→ **Short problem**:
Transcribe the lines from the one containing "Q: Locate the brown bear" to the last line, inclusive, word for word. Include no pictures.

→ **Source material**:
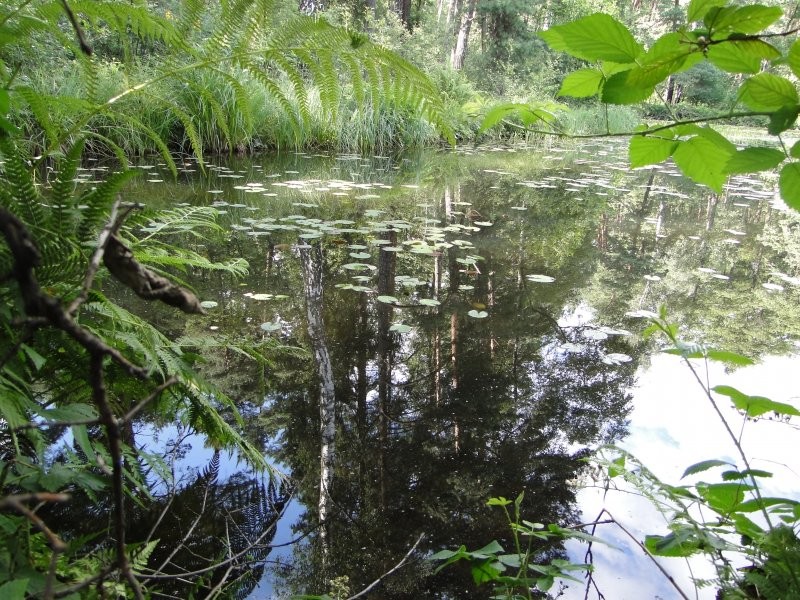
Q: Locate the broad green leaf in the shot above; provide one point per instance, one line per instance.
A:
(489, 549)
(755, 406)
(704, 466)
(703, 161)
(486, 570)
(14, 590)
(670, 54)
(766, 91)
(782, 119)
(757, 504)
(582, 83)
(790, 185)
(596, 37)
(731, 358)
(752, 18)
(723, 497)
(649, 150)
(681, 544)
(698, 9)
(794, 58)
(752, 160)
(617, 90)
(747, 473)
(741, 56)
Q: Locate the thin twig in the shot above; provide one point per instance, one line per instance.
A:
(397, 567)
(96, 260)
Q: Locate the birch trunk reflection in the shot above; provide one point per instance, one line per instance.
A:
(311, 262)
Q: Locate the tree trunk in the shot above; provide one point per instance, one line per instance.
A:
(460, 49)
(311, 263)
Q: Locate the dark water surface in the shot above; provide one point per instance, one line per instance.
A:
(479, 313)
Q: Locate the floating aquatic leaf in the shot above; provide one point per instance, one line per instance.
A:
(616, 358)
(540, 278)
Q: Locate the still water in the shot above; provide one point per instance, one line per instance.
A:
(479, 315)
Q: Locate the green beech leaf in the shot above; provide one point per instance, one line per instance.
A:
(766, 91)
(790, 185)
(755, 406)
(752, 18)
(741, 56)
(596, 37)
(782, 119)
(649, 150)
(669, 54)
(752, 160)
(704, 466)
(698, 9)
(582, 83)
(673, 544)
(723, 497)
(703, 160)
(617, 90)
(794, 58)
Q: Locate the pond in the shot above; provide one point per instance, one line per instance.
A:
(474, 317)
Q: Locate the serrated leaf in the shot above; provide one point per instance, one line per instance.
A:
(731, 358)
(704, 465)
(752, 18)
(794, 58)
(698, 9)
(766, 91)
(617, 90)
(755, 406)
(752, 160)
(582, 83)
(596, 37)
(790, 185)
(669, 54)
(649, 150)
(703, 161)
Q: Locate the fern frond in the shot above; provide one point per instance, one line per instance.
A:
(98, 202)
(22, 199)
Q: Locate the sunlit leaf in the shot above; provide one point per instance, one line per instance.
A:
(582, 83)
(790, 185)
(767, 91)
(705, 465)
(752, 160)
(649, 150)
(596, 37)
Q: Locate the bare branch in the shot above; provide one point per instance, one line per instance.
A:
(395, 568)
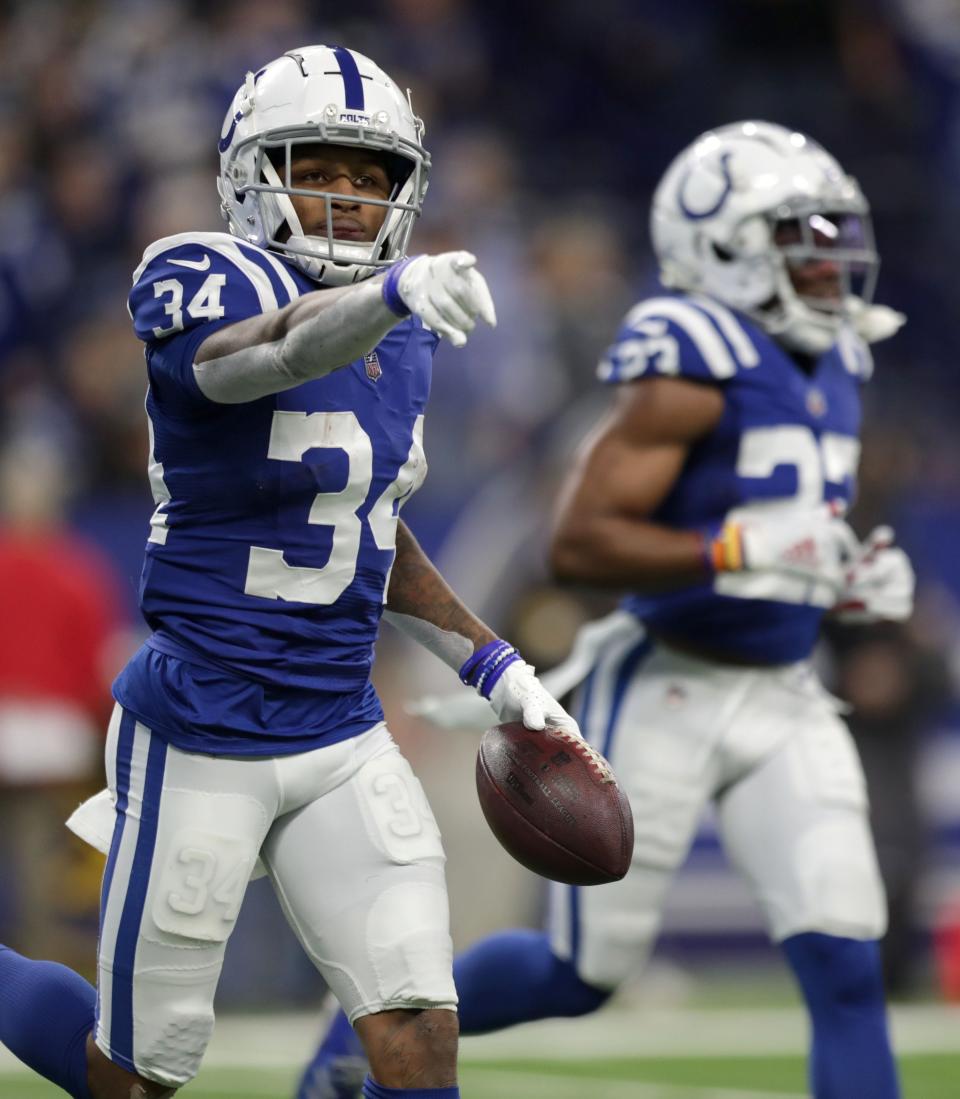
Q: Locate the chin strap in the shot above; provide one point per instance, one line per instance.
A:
(873, 323)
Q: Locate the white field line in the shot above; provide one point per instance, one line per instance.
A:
(557, 1086)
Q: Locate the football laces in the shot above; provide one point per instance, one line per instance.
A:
(593, 758)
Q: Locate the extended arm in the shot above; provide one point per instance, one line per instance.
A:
(422, 604)
(603, 535)
(325, 330)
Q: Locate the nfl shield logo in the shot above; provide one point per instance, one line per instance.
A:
(371, 365)
(816, 403)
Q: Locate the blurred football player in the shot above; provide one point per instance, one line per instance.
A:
(289, 367)
(714, 490)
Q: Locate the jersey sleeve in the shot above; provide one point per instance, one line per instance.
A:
(185, 290)
(677, 337)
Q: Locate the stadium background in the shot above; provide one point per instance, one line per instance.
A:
(549, 124)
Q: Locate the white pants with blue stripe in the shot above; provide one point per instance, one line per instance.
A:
(348, 841)
(768, 747)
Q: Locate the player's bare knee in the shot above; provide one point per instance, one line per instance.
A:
(412, 1048)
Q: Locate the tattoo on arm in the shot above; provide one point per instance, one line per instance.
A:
(422, 603)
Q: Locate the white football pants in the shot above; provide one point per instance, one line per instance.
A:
(345, 834)
(768, 747)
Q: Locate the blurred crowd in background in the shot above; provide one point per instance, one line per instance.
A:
(549, 123)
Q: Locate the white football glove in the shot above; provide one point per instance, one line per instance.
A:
(447, 293)
(518, 696)
(814, 545)
(880, 585)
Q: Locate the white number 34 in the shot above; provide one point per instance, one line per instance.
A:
(204, 304)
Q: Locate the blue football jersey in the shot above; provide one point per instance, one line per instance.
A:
(787, 440)
(270, 547)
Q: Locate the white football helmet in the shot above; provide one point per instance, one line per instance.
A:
(714, 222)
(333, 96)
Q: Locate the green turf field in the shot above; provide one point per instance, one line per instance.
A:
(925, 1076)
(650, 1051)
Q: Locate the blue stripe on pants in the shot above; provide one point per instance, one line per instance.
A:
(127, 934)
(124, 754)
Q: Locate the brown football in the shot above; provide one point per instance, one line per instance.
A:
(555, 805)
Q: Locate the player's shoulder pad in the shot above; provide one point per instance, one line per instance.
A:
(194, 278)
(855, 354)
(684, 335)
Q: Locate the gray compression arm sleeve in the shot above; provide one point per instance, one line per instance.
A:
(349, 328)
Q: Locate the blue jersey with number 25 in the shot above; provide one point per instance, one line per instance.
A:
(788, 440)
(270, 547)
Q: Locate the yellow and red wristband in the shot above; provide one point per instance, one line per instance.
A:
(725, 551)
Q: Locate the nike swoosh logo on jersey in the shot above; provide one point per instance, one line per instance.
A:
(197, 265)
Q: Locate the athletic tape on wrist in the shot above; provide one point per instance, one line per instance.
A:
(488, 664)
(391, 292)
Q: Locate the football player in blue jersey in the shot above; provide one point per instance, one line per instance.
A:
(714, 491)
(288, 367)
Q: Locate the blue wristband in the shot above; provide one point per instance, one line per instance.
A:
(488, 664)
(391, 295)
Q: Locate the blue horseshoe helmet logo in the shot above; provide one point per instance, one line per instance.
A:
(728, 186)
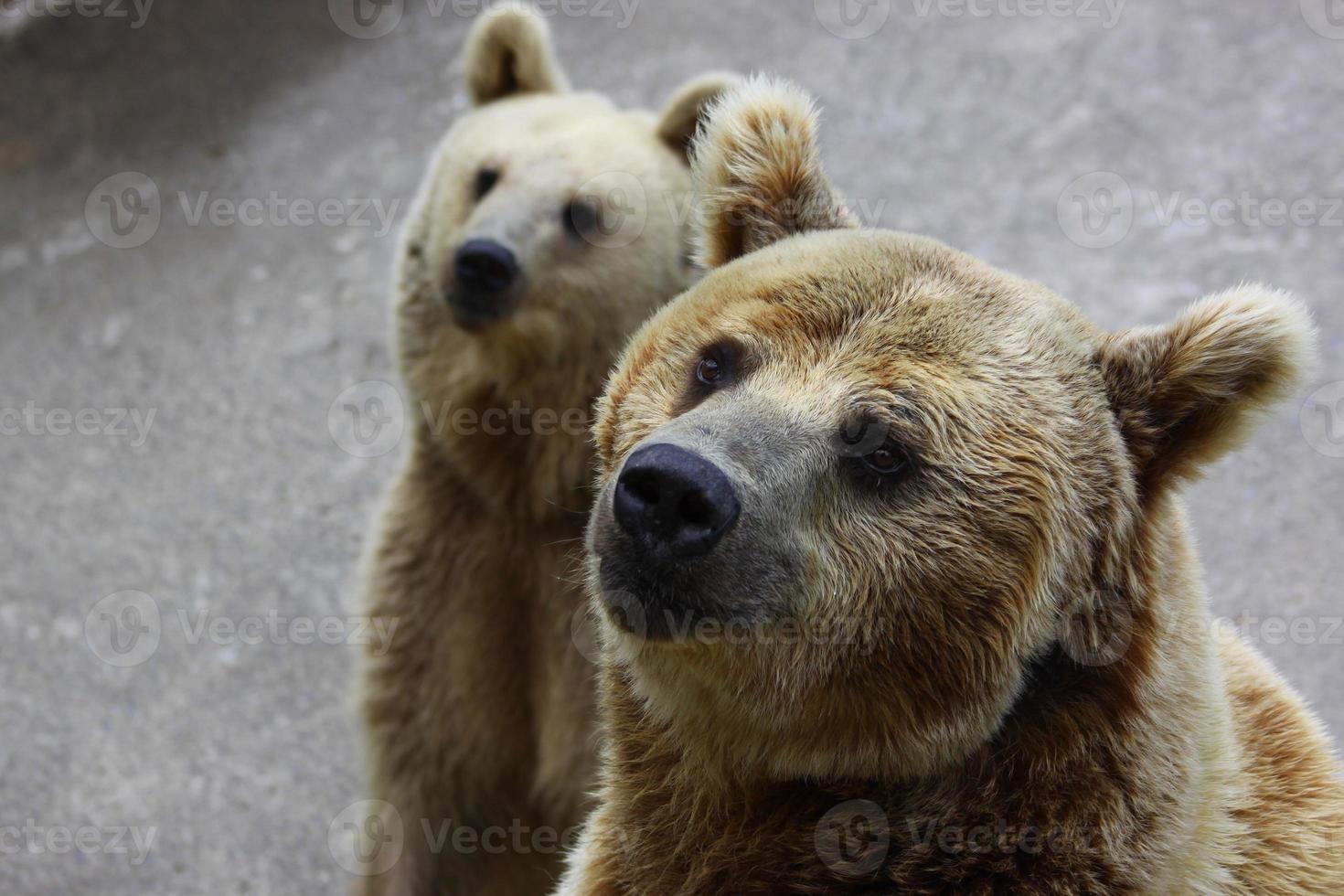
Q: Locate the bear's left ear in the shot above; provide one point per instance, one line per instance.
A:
(758, 172)
(508, 53)
(687, 108)
(1189, 392)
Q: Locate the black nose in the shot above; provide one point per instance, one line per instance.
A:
(674, 503)
(485, 266)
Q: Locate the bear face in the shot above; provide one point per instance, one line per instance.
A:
(549, 225)
(858, 486)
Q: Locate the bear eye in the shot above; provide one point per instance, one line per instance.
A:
(709, 371)
(718, 367)
(580, 218)
(887, 460)
(485, 180)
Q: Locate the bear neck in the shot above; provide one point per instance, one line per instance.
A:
(515, 445)
(1098, 776)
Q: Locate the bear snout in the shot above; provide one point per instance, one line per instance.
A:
(479, 283)
(674, 503)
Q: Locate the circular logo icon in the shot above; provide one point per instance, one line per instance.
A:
(612, 209)
(852, 19)
(366, 19)
(1100, 633)
(852, 838)
(1324, 16)
(123, 629)
(368, 420)
(1323, 420)
(123, 211)
(368, 837)
(1097, 209)
(625, 612)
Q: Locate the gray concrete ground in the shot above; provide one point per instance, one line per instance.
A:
(238, 503)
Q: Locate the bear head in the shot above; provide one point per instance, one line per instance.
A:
(549, 225)
(855, 485)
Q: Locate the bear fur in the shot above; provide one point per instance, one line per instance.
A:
(955, 640)
(480, 715)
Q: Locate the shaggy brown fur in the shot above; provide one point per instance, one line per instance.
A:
(480, 715)
(989, 672)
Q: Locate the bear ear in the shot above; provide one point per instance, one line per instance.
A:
(758, 172)
(687, 108)
(509, 53)
(1189, 392)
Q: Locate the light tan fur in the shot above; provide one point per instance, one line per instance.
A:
(480, 715)
(1029, 696)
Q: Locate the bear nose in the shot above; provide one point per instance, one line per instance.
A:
(483, 265)
(674, 501)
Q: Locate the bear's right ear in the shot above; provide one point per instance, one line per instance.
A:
(758, 172)
(689, 105)
(1189, 392)
(508, 53)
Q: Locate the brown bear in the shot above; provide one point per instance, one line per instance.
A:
(549, 225)
(900, 595)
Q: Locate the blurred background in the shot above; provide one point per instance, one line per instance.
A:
(183, 515)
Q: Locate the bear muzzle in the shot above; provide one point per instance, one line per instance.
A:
(480, 283)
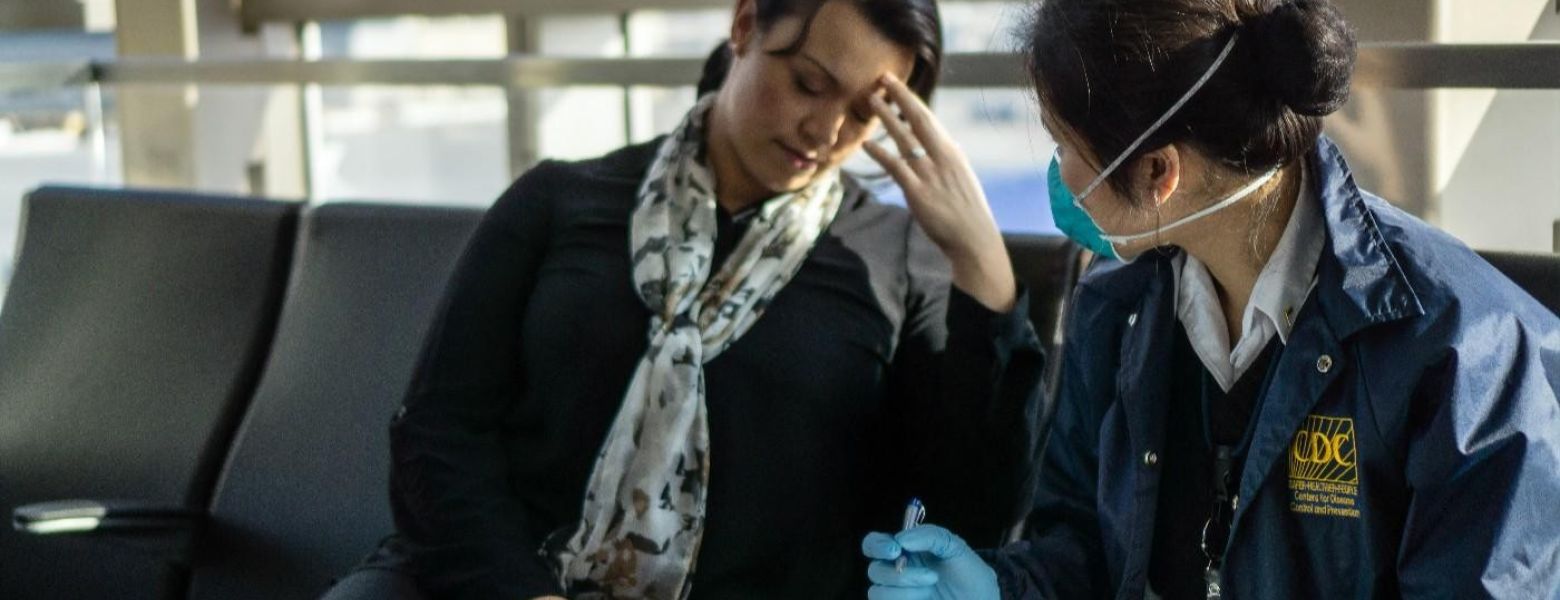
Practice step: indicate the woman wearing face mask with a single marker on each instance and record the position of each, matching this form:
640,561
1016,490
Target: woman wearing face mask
680,368
1284,387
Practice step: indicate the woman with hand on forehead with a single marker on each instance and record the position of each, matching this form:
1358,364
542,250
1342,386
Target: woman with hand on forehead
693,367
1275,384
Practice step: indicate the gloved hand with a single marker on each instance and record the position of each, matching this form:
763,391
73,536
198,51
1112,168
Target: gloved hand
941,566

→ **Result**:
Q: Locate the brown bear in the shot above; provide one point per instance, one line per instance.
A:
(549, 225)
(900, 595)
Q: Locate the blurred background in the shot above; provide one point per instance, one line per instance.
A:
(183, 515)
Q: Locate the bear muzzle in the shot above; provide one point per instance, one line per instance.
A:
(480, 283)
Practice step: indicate the woman wearing face mask with a single marker on each instance and record the position of each, matching this form:
640,561
1016,490
Target: woman wearing face mask
680,368
1284,387
Practice step: indicate the woman with hand on forehead with a single marker on each instance and record the position of each, matching this form:
1358,364
542,250
1342,386
Target: woman with hand on forehead
693,367
1275,384
Practice step: indicate the gloved hand with a single marker on each instance and record the position of each, matching this form:
763,391
73,536
198,51
1112,168
Target: gloved hand
941,566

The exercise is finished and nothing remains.